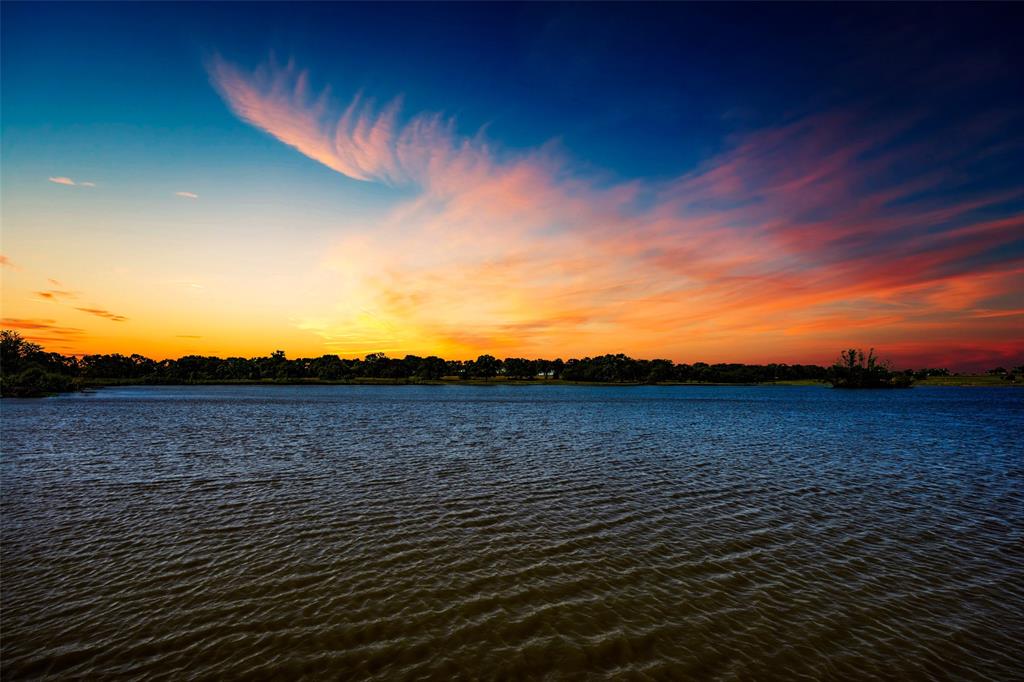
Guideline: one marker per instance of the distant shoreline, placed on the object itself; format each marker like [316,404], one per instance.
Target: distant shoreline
[955,381]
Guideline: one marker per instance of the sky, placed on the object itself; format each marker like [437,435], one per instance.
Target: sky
[745,182]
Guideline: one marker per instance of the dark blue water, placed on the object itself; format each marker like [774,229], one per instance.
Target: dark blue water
[440,531]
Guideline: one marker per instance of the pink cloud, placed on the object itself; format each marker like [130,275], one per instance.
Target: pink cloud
[797,240]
____
- What needs to be done
Go back to the data above and please quote exactly, and only, the lines from the line with "Guideline: one marker per instance of the sky, placed" through its last line.

- Expected output
Guideline: one marker per instance of the sky, placed on the object itself; format each marker like [437,435], one per instance.
Target: sky
[745,182]
Guideline: one marker per instance of the dark blue water, placed on the object itself; format each marker like [774,229], one per instance.
Target: dark blue water
[440,531]
Guideline: one marker per instance of the pink cloud, placed on the object itself; format each marker like [130,275], one per instance.
Target: pink cloud
[797,240]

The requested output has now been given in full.